REQUIRED WORK - From the entries below, reproduce exactly the line containing "can u spot the white", the line containing "can u spot the gravel", and every line in between, with nothing added.

----

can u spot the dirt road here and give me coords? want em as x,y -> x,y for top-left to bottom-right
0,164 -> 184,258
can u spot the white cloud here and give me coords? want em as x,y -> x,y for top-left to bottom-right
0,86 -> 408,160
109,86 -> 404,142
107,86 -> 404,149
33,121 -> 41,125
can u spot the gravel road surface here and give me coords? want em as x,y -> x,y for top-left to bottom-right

----

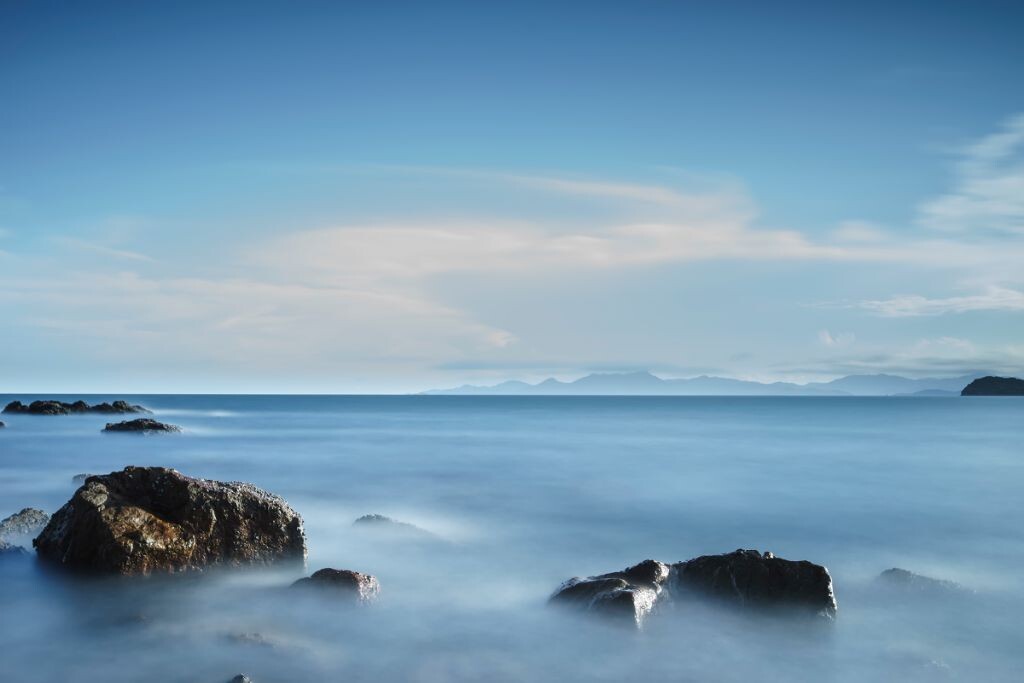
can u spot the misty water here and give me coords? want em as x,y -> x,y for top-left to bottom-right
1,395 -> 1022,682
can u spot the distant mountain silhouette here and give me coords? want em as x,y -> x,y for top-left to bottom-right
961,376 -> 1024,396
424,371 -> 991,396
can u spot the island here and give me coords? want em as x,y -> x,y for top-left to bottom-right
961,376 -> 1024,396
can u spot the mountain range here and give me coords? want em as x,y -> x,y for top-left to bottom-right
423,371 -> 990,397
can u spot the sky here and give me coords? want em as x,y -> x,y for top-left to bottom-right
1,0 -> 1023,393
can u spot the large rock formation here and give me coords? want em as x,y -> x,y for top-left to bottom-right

----

ANSWER FOR THIS EXERCISE -
can u spot the white cloud here and give me coords? want em as x,y -> x,y for top-left to bottom-right
0,86 -> 408,160
109,86 -> 404,142
107,86 -> 404,149
33,121 -> 41,125
can u spot the gravel road surface here and give me coords? want em as x,y -> x,y for top-left to bottom-right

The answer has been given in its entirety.